**Problem details:**
Filter the items below, keeping every line that contains the word "railway".
— Begin Task inputs —
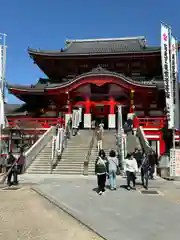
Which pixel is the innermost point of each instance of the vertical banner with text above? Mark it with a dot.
(166, 70)
(1, 67)
(174, 76)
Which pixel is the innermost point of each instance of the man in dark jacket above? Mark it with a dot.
(101, 169)
(11, 164)
(145, 171)
(138, 156)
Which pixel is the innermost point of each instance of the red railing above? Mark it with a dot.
(36, 122)
(152, 122)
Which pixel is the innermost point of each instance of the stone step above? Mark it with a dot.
(68, 173)
(70, 166)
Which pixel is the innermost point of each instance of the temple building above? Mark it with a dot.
(96, 75)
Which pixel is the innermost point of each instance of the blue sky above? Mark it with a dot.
(46, 24)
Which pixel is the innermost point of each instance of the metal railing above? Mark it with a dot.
(44, 122)
(157, 122)
(60, 144)
(86, 162)
(31, 153)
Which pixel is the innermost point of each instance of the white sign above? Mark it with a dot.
(87, 120)
(165, 58)
(174, 76)
(1, 66)
(111, 121)
(175, 162)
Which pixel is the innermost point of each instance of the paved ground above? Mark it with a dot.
(26, 215)
(118, 214)
(115, 215)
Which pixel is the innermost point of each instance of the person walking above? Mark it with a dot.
(99, 139)
(113, 164)
(11, 166)
(152, 162)
(131, 169)
(101, 170)
(145, 167)
(138, 156)
(21, 161)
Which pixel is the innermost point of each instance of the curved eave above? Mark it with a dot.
(86, 75)
(28, 90)
(24, 89)
(34, 53)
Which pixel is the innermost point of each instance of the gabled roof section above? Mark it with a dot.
(100, 46)
(15, 109)
(109, 45)
(96, 72)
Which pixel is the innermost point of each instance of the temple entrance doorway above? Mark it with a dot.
(100, 114)
(125, 111)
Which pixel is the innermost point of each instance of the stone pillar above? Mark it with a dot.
(87, 114)
(162, 144)
(68, 115)
(131, 110)
(111, 115)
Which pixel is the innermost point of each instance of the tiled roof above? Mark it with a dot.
(106, 45)
(99, 71)
(101, 46)
(14, 109)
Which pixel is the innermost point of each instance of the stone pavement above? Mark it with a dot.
(24, 215)
(116, 214)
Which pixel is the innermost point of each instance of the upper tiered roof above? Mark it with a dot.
(100, 46)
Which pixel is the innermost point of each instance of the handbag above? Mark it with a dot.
(118, 171)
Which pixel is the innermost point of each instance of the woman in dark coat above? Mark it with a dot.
(101, 170)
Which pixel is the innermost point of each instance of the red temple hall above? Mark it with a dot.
(96, 75)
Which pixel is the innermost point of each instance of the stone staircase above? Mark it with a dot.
(41, 164)
(132, 143)
(109, 143)
(73, 157)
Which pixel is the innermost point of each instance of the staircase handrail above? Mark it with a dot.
(143, 140)
(57, 154)
(86, 162)
(37, 147)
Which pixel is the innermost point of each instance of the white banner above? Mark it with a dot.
(174, 162)
(2, 114)
(1, 66)
(174, 76)
(166, 69)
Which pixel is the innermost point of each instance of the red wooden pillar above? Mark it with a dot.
(87, 106)
(69, 107)
(162, 144)
(131, 110)
(112, 105)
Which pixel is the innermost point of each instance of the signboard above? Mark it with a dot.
(111, 121)
(174, 162)
(166, 70)
(174, 76)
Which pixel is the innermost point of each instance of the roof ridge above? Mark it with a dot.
(105, 39)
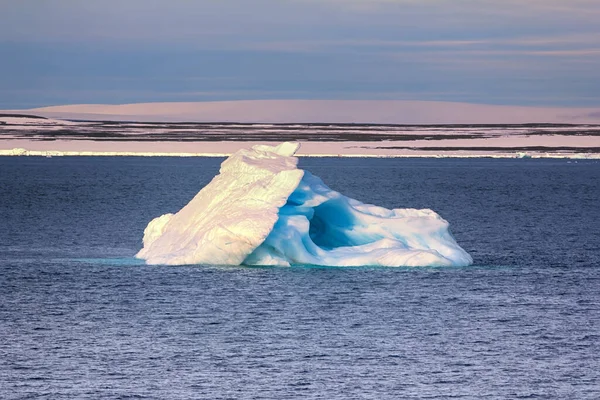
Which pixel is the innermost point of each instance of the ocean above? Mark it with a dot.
(81, 318)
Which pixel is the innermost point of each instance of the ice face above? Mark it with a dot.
(262, 210)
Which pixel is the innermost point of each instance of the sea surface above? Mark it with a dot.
(81, 318)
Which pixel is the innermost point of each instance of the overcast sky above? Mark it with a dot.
(516, 52)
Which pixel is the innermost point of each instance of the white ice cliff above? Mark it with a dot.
(262, 210)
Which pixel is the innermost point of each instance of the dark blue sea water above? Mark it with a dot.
(79, 318)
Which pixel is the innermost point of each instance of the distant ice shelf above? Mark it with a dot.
(422, 154)
(262, 210)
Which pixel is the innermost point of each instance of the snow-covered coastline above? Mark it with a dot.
(447, 154)
(31, 135)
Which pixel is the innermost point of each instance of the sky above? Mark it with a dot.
(509, 52)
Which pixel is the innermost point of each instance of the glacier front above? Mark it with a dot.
(262, 210)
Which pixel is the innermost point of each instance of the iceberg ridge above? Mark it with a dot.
(262, 210)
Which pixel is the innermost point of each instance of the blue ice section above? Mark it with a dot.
(319, 226)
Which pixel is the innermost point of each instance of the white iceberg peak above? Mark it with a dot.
(262, 210)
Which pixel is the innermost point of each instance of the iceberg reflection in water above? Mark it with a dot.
(262, 210)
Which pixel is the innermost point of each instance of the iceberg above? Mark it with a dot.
(261, 209)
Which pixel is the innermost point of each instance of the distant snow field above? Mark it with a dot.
(40, 132)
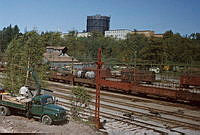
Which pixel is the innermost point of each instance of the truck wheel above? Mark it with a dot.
(4, 111)
(46, 120)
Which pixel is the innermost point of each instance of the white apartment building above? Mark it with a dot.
(83, 34)
(118, 34)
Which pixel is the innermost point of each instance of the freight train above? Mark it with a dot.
(132, 81)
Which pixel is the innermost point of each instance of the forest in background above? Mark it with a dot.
(171, 49)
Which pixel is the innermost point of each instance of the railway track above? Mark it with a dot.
(119, 106)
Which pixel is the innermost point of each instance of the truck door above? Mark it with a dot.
(37, 108)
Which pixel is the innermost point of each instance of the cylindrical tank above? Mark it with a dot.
(90, 75)
(78, 74)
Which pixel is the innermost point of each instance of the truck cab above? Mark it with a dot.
(44, 106)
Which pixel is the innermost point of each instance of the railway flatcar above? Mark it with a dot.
(189, 80)
(130, 75)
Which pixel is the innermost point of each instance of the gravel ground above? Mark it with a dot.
(19, 124)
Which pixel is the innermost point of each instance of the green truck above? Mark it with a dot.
(42, 107)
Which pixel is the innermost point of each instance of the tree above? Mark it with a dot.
(23, 53)
(80, 102)
(7, 34)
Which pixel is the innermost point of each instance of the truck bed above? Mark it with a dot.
(12, 102)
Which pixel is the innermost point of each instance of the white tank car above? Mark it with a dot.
(79, 73)
(90, 75)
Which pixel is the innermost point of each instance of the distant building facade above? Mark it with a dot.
(118, 34)
(98, 23)
(83, 34)
(122, 33)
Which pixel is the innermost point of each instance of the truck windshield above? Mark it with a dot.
(48, 100)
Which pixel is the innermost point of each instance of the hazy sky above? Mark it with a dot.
(181, 16)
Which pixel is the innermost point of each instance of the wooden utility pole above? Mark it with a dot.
(98, 86)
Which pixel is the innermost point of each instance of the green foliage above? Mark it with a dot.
(23, 53)
(6, 35)
(80, 102)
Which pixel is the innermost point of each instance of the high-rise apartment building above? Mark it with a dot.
(98, 23)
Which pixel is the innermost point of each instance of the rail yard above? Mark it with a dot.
(123, 112)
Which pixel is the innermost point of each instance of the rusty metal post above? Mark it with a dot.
(98, 85)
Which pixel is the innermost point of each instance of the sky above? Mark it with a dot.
(180, 16)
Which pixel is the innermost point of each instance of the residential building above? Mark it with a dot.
(98, 23)
(118, 34)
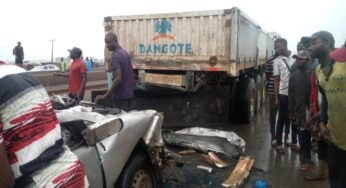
— End Task inputs —
**Task result:**
Which pixel is the innermost point of each instance of the railway track above? Mark it with a dot.
Which pixel is the innermost point of each instance of the railway flatcar above? Mark it with a dot.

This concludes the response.